> **EXTRACTED TEXT**
You define the term *HEAVILY ARMED*


----------



## Donn (Jul 26, 2013)

Let me preface my comments assuring you I mean no disrespect. If this is what you figure you need to roll,,,, by all means do your thing. My question, have you ever had to draw and discharge your weapon in an SD situation? No what if's, no just in case, real life. My guess is, like most of us, never. Consider this. Should that day come, and you need to employ lethal force, a prosecutor or defense attorney trying to make his/her bones could take one look at your ordinance and portray you as some kind of a cowboy, looking to shoot someone any time you leave the house. 
Just sayin.


----------



## SouthernBoy (Jun 27, 2007)

I read his post as his choices based upon weather conditions or other factors, not that he carries all of these arms when leaving his home. Perhaps he'll step in and verify this.

I suspect most of us carry only one sidearm when out and about. I'm also sure that some carry two, with one being a BUG. I also imagine most of use probably do not carry an extra mag or two, though again I'm sure some do. It all comes down to perception... what you believe to be both proper and best for your specific circumstances.


----------



## PT111Pro (Nov 15, 2014)

For me is a EDC gun only one part of defense. The passive defense is as important than a active.

Stored data entries
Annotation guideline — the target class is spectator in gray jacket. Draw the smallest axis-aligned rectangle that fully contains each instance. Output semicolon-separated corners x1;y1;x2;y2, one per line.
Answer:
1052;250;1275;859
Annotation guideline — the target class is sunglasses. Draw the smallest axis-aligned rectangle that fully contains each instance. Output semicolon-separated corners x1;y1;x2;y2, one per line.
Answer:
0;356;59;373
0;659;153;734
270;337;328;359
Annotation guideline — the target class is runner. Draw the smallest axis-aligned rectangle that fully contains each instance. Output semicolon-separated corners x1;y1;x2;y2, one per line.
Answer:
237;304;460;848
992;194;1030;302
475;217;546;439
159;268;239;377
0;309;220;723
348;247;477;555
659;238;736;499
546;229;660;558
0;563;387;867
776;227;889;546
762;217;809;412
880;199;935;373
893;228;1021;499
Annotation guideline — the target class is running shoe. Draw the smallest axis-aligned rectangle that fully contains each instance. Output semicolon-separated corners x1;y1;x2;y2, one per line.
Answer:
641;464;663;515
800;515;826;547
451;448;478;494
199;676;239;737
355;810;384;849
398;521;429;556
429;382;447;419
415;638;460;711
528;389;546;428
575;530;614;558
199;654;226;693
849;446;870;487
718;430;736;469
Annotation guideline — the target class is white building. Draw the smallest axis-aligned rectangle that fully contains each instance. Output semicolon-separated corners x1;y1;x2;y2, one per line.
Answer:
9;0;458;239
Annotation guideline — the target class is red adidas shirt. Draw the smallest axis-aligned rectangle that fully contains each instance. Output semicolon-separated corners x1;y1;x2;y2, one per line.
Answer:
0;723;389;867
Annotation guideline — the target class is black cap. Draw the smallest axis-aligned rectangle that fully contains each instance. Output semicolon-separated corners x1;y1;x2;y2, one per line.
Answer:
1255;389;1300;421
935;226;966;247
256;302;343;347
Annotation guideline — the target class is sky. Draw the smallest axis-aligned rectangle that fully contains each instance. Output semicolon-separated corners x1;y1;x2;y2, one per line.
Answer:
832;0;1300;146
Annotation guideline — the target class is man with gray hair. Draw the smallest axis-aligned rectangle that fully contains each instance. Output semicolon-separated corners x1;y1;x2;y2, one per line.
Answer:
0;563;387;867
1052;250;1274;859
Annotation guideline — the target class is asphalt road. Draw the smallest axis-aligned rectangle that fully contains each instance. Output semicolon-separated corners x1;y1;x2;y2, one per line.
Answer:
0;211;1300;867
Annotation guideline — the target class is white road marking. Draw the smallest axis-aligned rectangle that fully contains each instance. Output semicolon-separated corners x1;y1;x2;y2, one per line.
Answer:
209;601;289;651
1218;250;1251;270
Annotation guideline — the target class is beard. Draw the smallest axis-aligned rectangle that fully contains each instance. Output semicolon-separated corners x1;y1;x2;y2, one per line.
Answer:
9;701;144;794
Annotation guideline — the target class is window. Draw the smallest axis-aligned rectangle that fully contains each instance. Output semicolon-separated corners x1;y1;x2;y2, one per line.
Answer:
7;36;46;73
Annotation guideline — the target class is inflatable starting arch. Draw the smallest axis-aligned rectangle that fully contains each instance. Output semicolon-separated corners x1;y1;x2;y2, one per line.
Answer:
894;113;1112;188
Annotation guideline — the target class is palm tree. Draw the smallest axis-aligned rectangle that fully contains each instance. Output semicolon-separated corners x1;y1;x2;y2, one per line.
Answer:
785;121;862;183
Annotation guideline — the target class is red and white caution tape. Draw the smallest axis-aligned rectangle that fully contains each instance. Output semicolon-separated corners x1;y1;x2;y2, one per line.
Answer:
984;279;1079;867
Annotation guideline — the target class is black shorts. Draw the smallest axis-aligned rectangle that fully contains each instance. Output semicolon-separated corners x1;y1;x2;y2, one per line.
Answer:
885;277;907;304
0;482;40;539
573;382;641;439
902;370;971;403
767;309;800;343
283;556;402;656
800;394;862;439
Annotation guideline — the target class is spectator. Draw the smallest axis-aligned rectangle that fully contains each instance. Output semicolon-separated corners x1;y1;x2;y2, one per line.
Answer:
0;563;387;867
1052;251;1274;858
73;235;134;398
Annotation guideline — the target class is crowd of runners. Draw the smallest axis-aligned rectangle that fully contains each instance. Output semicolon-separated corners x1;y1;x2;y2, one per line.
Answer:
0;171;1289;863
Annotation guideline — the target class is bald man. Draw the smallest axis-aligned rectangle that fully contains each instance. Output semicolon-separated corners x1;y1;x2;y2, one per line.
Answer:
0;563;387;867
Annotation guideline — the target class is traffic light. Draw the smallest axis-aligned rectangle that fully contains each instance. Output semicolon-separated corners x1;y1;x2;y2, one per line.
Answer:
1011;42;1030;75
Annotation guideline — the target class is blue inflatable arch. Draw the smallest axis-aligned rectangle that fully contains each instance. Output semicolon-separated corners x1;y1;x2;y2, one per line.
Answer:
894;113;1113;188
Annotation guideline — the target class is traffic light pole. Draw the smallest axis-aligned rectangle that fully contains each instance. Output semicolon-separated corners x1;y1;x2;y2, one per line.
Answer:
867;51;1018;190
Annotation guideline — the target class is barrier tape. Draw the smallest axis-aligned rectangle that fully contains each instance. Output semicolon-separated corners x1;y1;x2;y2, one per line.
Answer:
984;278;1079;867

> **WHAT NEEDS TO BE DONE**
List every username that heads a post in the firearms forum thread above.

> **OUTPUT OF THE EXERCISE**
Donn
SouthernBoy
PT111Pro